DATASET —
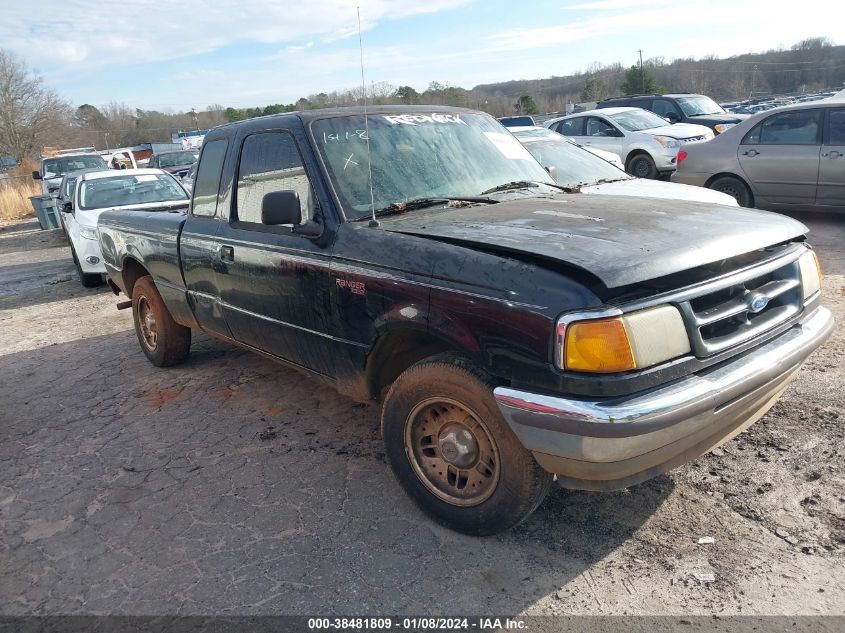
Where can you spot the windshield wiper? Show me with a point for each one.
(396, 208)
(523, 184)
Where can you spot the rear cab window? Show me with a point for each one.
(207, 183)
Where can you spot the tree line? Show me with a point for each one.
(33, 116)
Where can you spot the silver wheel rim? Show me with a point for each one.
(452, 452)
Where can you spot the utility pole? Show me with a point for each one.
(753, 78)
(642, 72)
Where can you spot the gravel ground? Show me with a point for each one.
(232, 485)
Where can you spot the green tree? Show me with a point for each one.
(233, 114)
(525, 105)
(407, 95)
(640, 81)
(594, 90)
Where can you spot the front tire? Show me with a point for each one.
(642, 166)
(162, 340)
(453, 452)
(735, 188)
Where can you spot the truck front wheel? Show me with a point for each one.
(453, 452)
(164, 341)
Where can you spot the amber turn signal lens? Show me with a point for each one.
(598, 346)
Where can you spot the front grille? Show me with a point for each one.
(744, 307)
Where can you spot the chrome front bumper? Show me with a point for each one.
(614, 443)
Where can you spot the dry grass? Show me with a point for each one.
(16, 190)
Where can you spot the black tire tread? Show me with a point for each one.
(520, 496)
(174, 340)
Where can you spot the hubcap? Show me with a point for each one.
(147, 322)
(452, 452)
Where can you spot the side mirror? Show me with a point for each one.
(281, 207)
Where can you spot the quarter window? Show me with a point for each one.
(571, 127)
(207, 183)
(836, 125)
(597, 127)
(270, 162)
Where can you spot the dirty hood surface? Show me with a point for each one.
(620, 240)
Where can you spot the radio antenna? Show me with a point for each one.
(373, 221)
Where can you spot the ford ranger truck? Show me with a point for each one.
(514, 332)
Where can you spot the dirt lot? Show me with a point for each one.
(233, 485)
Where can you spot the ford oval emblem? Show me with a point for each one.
(758, 303)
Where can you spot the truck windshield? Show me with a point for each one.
(118, 191)
(60, 166)
(419, 155)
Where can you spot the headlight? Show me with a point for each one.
(668, 141)
(811, 274)
(623, 343)
(89, 233)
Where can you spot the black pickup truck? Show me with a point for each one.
(514, 332)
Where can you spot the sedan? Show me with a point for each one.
(647, 144)
(787, 158)
(584, 172)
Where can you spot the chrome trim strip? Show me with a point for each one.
(670, 404)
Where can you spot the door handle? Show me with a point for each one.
(226, 253)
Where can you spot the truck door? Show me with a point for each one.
(198, 241)
(274, 282)
(831, 189)
(780, 156)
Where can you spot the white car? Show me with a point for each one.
(581, 170)
(98, 191)
(647, 144)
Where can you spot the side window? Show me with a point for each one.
(207, 183)
(798, 127)
(597, 127)
(270, 161)
(663, 107)
(836, 127)
(570, 127)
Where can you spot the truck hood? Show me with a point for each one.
(89, 217)
(620, 240)
(643, 187)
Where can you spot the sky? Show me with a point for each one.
(174, 56)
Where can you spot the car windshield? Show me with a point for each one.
(60, 166)
(116, 191)
(572, 166)
(419, 155)
(177, 158)
(636, 120)
(694, 106)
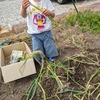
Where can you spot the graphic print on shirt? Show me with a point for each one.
(39, 20)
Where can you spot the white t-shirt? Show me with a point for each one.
(36, 21)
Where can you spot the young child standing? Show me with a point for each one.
(39, 26)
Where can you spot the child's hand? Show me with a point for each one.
(25, 3)
(48, 13)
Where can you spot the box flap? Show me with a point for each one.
(16, 71)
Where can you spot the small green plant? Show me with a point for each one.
(88, 21)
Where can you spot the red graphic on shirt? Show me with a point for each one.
(39, 20)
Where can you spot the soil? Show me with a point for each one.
(71, 44)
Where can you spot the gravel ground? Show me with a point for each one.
(10, 10)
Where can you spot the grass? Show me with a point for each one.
(87, 20)
(49, 71)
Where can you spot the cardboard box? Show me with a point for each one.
(16, 70)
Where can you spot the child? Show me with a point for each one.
(39, 26)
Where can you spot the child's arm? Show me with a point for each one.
(48, 13)
(25, 4)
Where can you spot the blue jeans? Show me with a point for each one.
(44, 42)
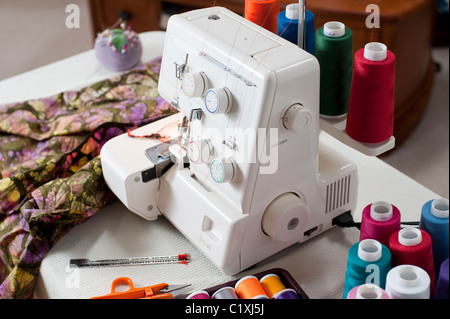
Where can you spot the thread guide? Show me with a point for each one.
(336, 128)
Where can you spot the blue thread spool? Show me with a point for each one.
(287, 26)
(434, 220)
(441, 291)
(368, 262)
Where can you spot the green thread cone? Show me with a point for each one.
(335, 57)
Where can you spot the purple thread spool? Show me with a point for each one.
(198, 295)
(225, 293)
(286, 294)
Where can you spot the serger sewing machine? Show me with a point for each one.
(244, 174)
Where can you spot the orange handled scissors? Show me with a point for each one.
(158, 291)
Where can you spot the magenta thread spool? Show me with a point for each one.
(287, 293)
(199, 295)
(225, 293)
(249, 287)
(379, 220)
(367, 291)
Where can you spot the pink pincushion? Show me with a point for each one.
(118, 49)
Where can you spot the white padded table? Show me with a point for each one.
(318, 265)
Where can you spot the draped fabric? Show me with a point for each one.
(50, 170)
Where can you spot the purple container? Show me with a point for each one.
(287, 293)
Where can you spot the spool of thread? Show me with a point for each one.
(271, 284)
(367, 291)
(368, 262)
(225, 293)
(199, 295)
(287, 293)
(441, 291)
(434, 220)
(288, 26)
(379, 221)
(408, 282)
(412, 246)
(263, 12)
(249, 287)
(334, 51)
(370, 117)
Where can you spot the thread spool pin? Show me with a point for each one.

STATED TASK —
Reproduce the listing above from the line that contains "Where can you spot the blue jeans?" through its final line, exactly and with nothing added. Omit the images.

REPLY —
Where can you spot the blue jeans? Show me with a point for each one.
(44, 42)
Where can you spot the thread guide? Show me with a point for each one.
(336, 128)
Where can you spot the blue thread spool? Show me with a point for each one.
(287, 26)
(434, 220)
(441, 291)
(368, 262)
Where can you spot the green thread cone? Show me with a point for each one.
(335, 57)
Where can you spot the purple thread spool? Show me with a point for each one.
(198, 295)
(225, 293)
(286, 294)
Where can you spot the serger sewing machine? Show me with a point for each one.
(244, 174)
Where can you spot the orange handled scissors? Show me with a point for each one.
(158, 291)
Where can you spot the magenta thread spool? Show me with a point for each one.
(287, 293)
(199, 295)
(225, 293)
(249, 287)
(379, 220)
(367, 291)
Where can you spot the pink pincushion? Show me with a point for each one.
(118, 49)
Where can you spot the white padded table? Show me with a point for each one.
(318, 265)
Where can you spot the draped fabric? Show me with a point for each one.
(50, 170)
Where can you spot the purple container? Show me with a point for each one.
(287, 293)
Where can you spot the spool of thread? Show me with a point for each one.
(271, 284)
(367, 291)
(368, 262)
(225, 293)
(199, 295)
(287, 293)
(441, 291)
(434, 220)
(288, 26)
(379, 221)
(408, 282)
(412, 246)
(263, 12)
(249, 287)
(334, 51)
(370, 117)
Where can you spot the thread spool pin? Show me with a point for each one.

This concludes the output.